■ Given instruction: Please count the lines in the rows below that contain the string "green", matching case exactly. Reply with the number alone.

■ Record set:
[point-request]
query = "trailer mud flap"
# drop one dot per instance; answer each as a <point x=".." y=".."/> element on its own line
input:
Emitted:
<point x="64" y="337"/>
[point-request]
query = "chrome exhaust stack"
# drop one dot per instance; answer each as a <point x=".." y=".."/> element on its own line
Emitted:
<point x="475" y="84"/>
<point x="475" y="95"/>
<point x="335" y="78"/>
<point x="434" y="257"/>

--

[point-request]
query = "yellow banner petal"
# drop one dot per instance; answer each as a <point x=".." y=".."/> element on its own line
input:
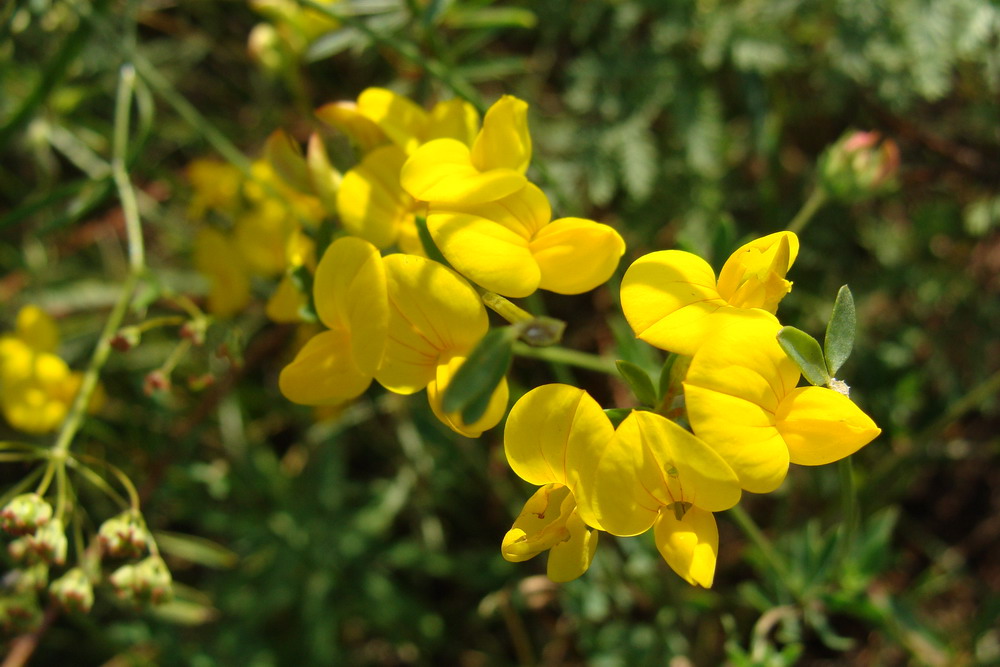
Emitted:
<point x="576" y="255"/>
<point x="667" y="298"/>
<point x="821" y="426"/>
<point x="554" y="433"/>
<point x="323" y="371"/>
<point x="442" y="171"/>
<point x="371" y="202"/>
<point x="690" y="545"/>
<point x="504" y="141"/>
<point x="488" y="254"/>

==

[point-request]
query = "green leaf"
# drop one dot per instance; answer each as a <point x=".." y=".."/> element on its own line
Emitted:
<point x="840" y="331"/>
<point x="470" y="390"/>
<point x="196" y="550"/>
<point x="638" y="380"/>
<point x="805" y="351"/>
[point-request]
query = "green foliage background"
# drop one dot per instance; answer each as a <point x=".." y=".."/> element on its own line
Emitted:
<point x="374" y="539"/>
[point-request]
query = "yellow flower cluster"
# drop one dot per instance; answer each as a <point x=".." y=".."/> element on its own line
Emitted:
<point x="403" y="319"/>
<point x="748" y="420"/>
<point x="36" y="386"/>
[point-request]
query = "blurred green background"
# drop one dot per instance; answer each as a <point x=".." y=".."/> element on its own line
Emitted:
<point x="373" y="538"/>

■ Solution to this exercise: 3